[Excerpts from point annotation data]
──────

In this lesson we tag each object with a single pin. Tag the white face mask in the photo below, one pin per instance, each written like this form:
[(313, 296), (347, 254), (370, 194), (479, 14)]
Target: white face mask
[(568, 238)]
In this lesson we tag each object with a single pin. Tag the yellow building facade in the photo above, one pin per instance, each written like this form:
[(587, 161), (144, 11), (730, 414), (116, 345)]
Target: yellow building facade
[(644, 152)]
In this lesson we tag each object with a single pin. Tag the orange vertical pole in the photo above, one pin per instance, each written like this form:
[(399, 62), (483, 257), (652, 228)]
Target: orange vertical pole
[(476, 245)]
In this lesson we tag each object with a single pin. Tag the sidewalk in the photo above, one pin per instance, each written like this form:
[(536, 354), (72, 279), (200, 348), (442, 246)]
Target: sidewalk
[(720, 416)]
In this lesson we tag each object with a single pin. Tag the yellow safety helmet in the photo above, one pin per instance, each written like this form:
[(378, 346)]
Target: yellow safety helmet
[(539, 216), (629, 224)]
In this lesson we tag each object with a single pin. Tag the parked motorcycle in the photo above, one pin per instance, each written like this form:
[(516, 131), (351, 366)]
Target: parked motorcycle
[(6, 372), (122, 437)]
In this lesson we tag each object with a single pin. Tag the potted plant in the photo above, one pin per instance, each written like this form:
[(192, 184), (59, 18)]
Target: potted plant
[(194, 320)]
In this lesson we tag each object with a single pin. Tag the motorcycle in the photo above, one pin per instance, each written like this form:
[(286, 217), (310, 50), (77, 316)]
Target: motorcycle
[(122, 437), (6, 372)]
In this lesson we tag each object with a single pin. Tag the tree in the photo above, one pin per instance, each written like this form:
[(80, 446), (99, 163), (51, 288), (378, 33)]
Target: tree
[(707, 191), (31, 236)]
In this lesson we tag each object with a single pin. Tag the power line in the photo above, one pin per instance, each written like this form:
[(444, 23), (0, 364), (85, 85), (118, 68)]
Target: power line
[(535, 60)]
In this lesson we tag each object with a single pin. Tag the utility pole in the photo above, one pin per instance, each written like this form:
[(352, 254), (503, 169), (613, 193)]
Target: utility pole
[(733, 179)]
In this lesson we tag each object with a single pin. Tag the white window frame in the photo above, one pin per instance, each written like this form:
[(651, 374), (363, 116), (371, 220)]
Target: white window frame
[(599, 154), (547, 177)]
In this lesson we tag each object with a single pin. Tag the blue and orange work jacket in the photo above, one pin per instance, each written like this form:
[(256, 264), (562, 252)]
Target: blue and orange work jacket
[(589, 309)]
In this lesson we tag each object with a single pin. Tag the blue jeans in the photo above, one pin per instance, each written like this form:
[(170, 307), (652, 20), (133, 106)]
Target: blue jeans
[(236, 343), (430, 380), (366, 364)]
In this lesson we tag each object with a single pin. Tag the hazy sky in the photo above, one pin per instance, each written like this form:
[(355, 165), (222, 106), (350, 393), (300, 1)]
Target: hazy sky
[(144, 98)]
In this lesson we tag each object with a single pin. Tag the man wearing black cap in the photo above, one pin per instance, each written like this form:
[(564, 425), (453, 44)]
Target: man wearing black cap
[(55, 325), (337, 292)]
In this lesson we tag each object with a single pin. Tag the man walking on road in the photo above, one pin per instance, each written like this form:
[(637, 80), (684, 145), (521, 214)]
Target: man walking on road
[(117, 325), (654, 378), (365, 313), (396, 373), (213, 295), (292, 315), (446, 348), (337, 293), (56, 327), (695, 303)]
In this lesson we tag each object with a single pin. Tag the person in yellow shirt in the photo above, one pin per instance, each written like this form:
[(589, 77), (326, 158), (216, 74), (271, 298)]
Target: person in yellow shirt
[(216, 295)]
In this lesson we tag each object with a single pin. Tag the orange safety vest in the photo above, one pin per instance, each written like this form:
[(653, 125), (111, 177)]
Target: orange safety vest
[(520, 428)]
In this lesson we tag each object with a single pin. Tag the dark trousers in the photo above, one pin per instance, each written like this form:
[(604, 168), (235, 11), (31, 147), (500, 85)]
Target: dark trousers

──────

**Problem to solve**: Quote all of the rows above verbatim, line for line, with nothing changed.

**Full response**:
In this lesson we tag each object with a single pin. Tag the white face mask in the photo below, one pin per instance, each written like this form:
[(313, 296), (347, 254), (370, 194), (479, 14)]
Target: white face mask
[(568, 238)]
In this lesson we tag each object with a single pin. Tag the yellow building facade in the photo above, one pin per instance, each written like this form:
[(587, 161), (144, 11), (730, 414), (116, 345)]
Target: yellow building facade
[(644, 152)]
In this lesson we tag each object with a single pin. Tag the orange vertical pole in the photo above, one pin per instance, each written like this form:
[(399, 62), (483, 257), (652, 228)]
Target: orange vertical pole
[(476, 245)]
In this lesson we tag each object with a single pin. Tag the sidewalk in the photo above, one pin per instance, each written like this form:
[(536, 354), (72, 279), (200, 348), (442, 246)]
Target: sidewalk
[(720, 416)]
In this lesson we tag each object with a single pin. Tag the yellow safety helmet in the photo above, one pin per instance, each written like this form:
[(378, 346)]
Target: yellow safety helmet
[(539, 216), (629, 224)]
In this lesson we tag each object with a single pin. Tag the parked motorcycle in the photo above, one pin per instance, each written like this form:
[(516, 131), (351, 366)]
Target: parked motorcycle
[(6, 372), (122, 437)]
In this lesson we tag each object with a single pin. Tag the potted plant in the photo above, one pin per instance, each written like this form:
[(192, 184), (59, 18)]
Target: potted plant
[(194, 320)]
In this lesson we tag each object with a single pin. Tag the motorcycle in the photo above, one pin per instance, each written like this form:
[(286, 217), (310, 50), (77, 316)]
Target: motorcycle
[(122, 437), (6, 372)]
In this lesson we tag each object with a single pin. Tag the tree in the photo above, one pin per instance, each written like this form:
[(80, 446), (99, 163), (51, 288), (378, 33)]
Target: tree
[(707, 191), (31, 236)]
In this lesson we tag each object with a single pin. Tag the power line in the photo above, one pin per instance, each written like this form:
[(444, 23), (0, 364), (85, 85), (118, 68)]
Target: power line
[(535, 60)]
In this lesson we tag each object with a single pin. Tag the utility pole in the photo above, one pin per instance, each written like this form:
[(352, 254), (503, 169), (613, 193)]
Target: utility pole
[(733, 179)]
In this lesson we tag each object with a single pin. Tag the white window frame in the photo above, one pin per instance, each written like this form:
[(651, 374), (363, 116), (371, 220)]
Target: white window frame
[(599, 154), (547, 177)]
In this lesson we tag each object with a single pin. Tag the blue and orange work jacket in the photo above, one pin per instance, each written like this form:
[(256, 264), (562, 252)]
Target: blue and orange work jacket
[(589, 309)]
In this lesson we tag each object with a single pin. Tag the blue jeans in the photo above, one pin per instance, each written like this form:
[(170, 307), (652, 20), (133, 106)]
Target: blue jeans
[(236, 343), (430, 380), (366, 364)]
In this lesson we tag each object with a single pin. Tag the hazy sky in the photo above, one pin per instance, each written like this form:
[(355, 165), (222, 106), (350, 393), (300, 1)]
Target: hazy sky
[(144, 98)]
In this lesson we tag each object with a single pin. Tag the man wearing black cap in the photo above, one pin per instance, each written like this form:
[(564, 425), (453, 44)]
Target: man wearing black cap
[(55, 325), (337, 292)]
In this lesson we tag each object with a single pin. Tag the man walking on road in the photo above, one pin per instance, each written like this form:
[(637, 80), (684, 145), (521, 214)]
Target: man walking on road
[(117, 325), (654, 378), (365, 313), (396, 373), (213, 295), (292, 315), (446, 348), (337, 293), (56, 327), (695, 303)]
In this lesson we tag each object with a single pin. Tag the person in yellow shirt in the photo above, one pin per instance, each written like this form:
[(589, 77), (326, 158), (216, 74), (271, 298)]
Target: person in yellow shirt
[(216, 295)]
In this lesson we tag each object with a single pin. Tag the orange safety vest in the photo above, one pin per instance, each written like this form:
[(653, 125), (111, 177)]
Target: orange safety vest
[(520, 428)]
In this lesson we tag each object with a single pin. Tag the dark trousers in the photo above, one pin per instance, each written like this form:
[(604, 168), (235, 11), (31, 147), (500, 85)]
Target: dark trousers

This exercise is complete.